§ Description of the task: Wherever the word "player" appears in a line of the data, that line should be copied.

====== Entries provided

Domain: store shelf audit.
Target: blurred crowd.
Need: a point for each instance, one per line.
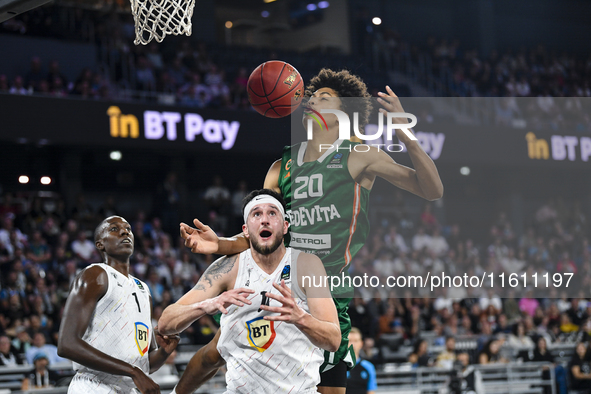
(43, 246)
(185, 72)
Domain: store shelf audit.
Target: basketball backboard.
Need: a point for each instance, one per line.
(10, 8)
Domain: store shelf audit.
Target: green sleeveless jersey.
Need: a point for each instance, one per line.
(328, 210)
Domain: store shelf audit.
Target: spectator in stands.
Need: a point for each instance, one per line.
(34, 76)
(40, 346)
(518, 339)
(18, 86)
(491, 353)
(83, 216)
(528, 304)
(9, 356)
(54, 72)
(38, 249)
(22, 342)
(437, 244)
(4, 84)
(389, 322)
(447, 358)
(362, 378)
(580, 369)
(41, 377)
(420, 240)
(419, 357)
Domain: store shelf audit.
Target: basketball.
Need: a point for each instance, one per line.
(275, 89)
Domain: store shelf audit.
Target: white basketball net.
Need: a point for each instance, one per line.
(157, 18)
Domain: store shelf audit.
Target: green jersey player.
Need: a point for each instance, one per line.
(327, 191)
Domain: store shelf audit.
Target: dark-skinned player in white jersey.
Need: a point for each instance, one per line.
(350, 185)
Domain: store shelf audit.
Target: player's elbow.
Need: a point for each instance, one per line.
(165, 326)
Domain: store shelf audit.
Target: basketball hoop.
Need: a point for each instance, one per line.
(154, 19)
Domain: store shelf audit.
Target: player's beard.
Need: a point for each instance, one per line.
(266, 250)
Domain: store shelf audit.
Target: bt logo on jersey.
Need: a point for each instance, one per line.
(261, 333)
(141, 337)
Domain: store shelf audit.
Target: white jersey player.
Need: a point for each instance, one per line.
(107, 329)
(274, 325)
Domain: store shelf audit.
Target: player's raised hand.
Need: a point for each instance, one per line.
(144, 383)
(391, 103)
(200, 239)
(166, 342)
(290, 312)
(231, 297)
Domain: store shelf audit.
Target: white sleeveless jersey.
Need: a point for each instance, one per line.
(121, 326)
(265, 356)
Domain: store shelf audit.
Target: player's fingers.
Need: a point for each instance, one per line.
(283, 289)
(244, 299)
(277, 309)
(277, 297)
(186, 228)
(244, 290)
(390, 91)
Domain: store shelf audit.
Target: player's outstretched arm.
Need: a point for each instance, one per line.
(88, 289)
(424, 179)
(321, 325)
(205, 297)
(202, 239)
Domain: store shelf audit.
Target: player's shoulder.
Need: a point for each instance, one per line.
(93, 273)
(93, 279)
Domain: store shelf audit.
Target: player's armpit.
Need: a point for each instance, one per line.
(272, 177)
(88, 288)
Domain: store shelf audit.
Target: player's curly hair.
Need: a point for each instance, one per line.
(346, 85)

============

§ Exercise solution:
Target: green jersey player.
Target: dark-skinned player in white jersey.
Target: player's elbow.
Target: player's beard.
Target: white jersey player.
Target: player's raised hand.
Target: player's fingers.
Target: player's outstretched arm.
Target: player's shoulder.
Target: player's armpit.
Target: player's curly hair.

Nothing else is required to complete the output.